Material provided:
────────

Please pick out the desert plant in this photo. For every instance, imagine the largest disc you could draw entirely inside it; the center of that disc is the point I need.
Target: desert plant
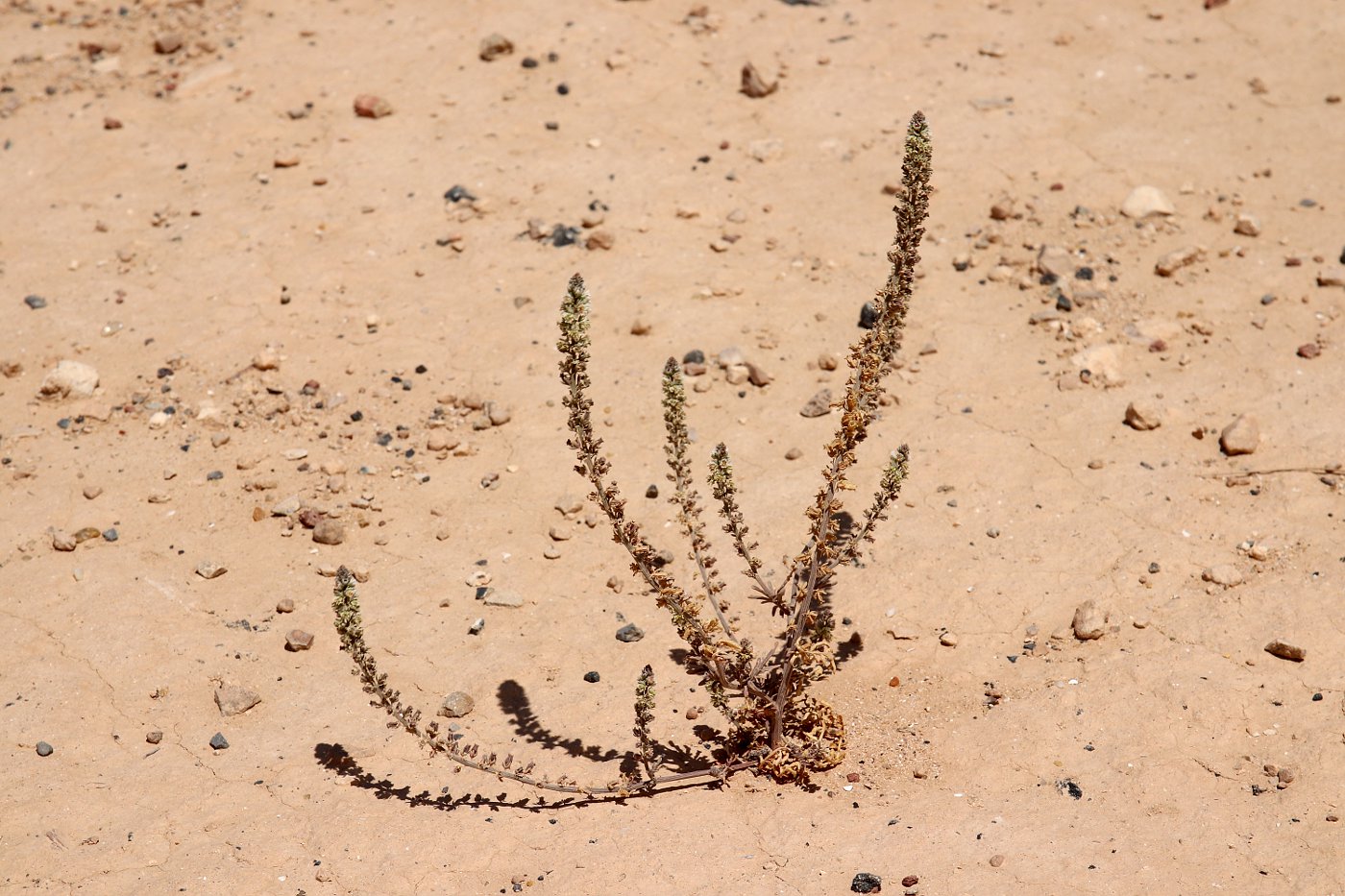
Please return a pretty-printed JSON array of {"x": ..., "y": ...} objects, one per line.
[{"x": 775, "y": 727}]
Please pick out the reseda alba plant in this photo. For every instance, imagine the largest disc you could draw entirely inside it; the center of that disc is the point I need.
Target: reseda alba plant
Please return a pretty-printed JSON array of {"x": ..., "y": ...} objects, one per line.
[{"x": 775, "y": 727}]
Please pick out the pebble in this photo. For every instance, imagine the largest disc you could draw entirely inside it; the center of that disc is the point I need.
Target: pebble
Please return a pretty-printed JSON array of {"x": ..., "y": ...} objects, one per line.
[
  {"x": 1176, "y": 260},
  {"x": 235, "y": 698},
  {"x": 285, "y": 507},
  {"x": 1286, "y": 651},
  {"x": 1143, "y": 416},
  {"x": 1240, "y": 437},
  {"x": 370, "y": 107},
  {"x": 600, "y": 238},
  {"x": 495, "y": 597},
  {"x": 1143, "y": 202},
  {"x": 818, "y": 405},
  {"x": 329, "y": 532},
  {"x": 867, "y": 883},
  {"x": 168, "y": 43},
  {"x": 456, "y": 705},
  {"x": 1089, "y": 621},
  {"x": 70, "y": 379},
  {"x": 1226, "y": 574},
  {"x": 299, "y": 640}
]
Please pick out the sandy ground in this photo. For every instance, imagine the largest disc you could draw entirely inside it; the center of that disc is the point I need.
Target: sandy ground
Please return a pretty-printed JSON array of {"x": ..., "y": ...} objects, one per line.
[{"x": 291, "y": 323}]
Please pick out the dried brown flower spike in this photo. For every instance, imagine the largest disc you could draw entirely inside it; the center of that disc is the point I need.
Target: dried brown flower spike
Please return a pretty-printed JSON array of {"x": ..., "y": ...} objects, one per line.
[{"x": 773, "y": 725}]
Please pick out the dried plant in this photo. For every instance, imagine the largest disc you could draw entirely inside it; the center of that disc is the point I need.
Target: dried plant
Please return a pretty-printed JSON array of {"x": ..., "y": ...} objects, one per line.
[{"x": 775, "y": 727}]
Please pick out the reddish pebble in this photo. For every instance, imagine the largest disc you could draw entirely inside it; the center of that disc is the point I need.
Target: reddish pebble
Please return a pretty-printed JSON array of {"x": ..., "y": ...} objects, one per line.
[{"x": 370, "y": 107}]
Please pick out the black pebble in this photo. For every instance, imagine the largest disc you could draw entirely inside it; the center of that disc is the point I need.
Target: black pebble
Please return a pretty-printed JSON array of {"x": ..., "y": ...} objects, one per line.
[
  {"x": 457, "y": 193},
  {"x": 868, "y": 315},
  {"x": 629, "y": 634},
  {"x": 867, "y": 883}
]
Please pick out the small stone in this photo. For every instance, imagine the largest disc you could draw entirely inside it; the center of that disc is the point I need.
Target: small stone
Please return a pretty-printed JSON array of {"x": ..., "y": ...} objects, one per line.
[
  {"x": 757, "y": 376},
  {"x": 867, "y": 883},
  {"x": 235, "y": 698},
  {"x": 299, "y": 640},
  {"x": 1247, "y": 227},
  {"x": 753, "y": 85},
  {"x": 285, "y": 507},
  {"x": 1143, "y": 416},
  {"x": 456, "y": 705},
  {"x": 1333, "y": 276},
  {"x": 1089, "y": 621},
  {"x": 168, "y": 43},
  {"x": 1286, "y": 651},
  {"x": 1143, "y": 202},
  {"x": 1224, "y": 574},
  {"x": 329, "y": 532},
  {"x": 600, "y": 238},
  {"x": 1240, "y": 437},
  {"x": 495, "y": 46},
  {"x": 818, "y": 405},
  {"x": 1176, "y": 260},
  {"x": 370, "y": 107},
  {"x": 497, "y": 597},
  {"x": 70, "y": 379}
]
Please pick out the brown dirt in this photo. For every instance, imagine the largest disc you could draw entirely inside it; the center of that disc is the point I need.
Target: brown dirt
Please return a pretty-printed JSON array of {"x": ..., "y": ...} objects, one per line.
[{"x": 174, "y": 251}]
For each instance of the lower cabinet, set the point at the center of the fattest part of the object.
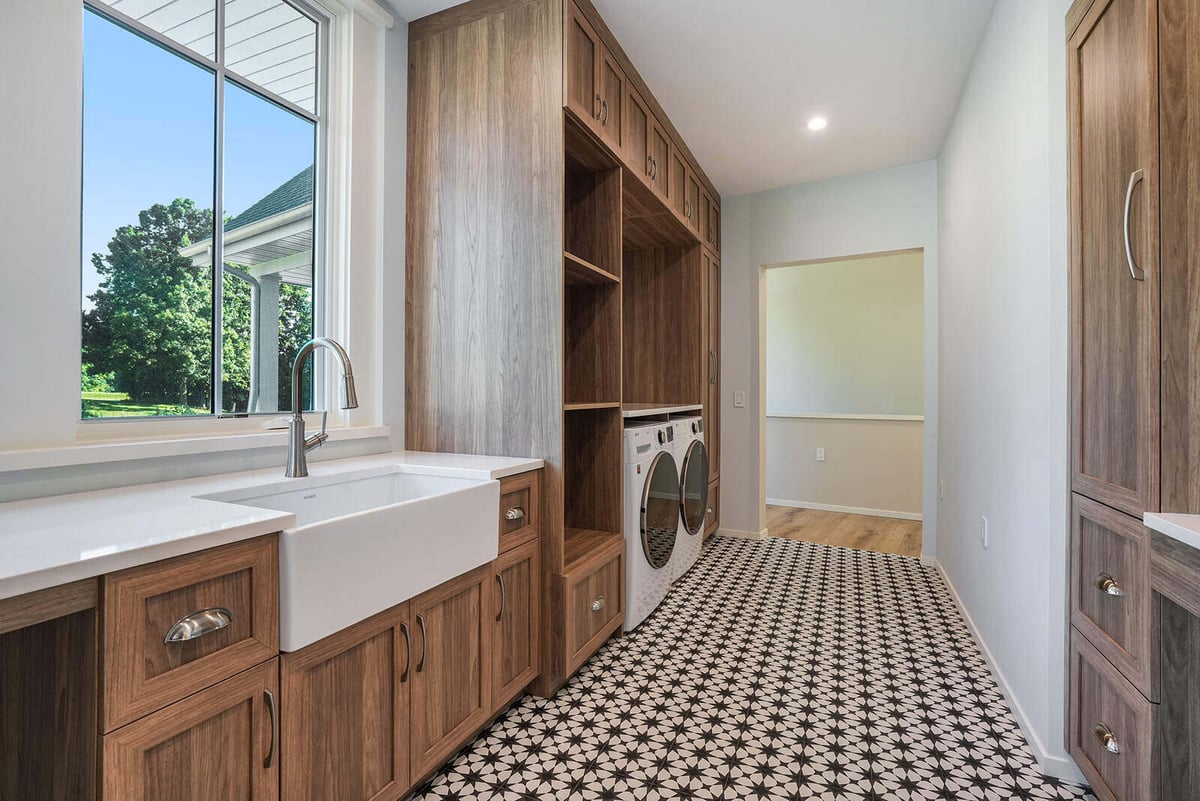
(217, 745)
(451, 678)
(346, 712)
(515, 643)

────────

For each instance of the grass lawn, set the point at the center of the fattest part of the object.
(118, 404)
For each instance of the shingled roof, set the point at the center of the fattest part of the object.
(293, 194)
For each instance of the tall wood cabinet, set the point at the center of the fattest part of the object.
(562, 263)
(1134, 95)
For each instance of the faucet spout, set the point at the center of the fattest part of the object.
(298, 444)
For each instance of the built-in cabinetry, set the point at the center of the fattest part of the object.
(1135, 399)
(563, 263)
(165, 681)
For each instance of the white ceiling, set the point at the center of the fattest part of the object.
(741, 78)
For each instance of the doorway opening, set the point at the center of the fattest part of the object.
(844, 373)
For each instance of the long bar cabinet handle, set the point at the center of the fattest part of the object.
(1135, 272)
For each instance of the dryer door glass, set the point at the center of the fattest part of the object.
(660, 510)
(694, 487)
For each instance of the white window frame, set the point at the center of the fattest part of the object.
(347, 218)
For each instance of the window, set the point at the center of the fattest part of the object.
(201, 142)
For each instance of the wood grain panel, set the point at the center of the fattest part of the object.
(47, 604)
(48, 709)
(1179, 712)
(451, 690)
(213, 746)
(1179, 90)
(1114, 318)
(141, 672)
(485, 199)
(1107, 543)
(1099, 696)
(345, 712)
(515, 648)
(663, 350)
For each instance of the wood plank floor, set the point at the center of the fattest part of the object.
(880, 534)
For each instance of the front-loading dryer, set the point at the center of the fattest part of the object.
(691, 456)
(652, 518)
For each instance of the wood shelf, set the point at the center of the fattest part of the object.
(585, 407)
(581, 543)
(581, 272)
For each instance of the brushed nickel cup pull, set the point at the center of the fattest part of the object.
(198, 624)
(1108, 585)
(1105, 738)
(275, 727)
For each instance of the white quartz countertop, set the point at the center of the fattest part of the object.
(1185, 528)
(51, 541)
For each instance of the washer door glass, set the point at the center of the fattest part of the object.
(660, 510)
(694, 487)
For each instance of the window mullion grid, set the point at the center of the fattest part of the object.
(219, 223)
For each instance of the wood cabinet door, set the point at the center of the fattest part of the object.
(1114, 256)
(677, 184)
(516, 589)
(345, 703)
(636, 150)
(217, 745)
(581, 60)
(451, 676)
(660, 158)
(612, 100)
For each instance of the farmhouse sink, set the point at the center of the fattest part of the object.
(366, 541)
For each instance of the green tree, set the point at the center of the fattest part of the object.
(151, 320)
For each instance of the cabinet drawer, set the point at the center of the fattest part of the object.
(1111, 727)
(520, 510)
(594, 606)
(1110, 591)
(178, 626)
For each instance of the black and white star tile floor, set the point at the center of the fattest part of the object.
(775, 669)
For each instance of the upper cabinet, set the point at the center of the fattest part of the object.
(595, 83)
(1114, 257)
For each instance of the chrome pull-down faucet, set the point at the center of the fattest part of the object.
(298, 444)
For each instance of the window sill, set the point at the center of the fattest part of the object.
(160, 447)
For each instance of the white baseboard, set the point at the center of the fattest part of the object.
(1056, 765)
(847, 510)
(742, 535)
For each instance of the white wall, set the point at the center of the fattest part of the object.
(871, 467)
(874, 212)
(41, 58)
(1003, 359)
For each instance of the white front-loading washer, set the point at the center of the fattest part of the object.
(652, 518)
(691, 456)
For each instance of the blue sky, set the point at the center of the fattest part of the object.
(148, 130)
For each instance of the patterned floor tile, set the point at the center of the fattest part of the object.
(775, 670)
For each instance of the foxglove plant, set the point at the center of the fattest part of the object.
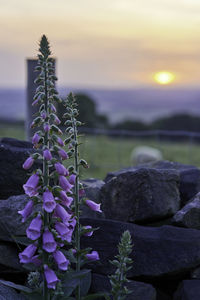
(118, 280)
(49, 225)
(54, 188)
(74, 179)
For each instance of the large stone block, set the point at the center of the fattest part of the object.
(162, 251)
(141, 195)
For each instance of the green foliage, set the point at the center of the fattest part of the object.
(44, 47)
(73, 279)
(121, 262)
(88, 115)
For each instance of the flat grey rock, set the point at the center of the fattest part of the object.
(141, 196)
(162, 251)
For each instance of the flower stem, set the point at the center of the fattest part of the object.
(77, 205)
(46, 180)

────────

Aim:
How many lines of the data above contain the word "glass", matching case exactly? Reply with the number alone.

Expected output:
2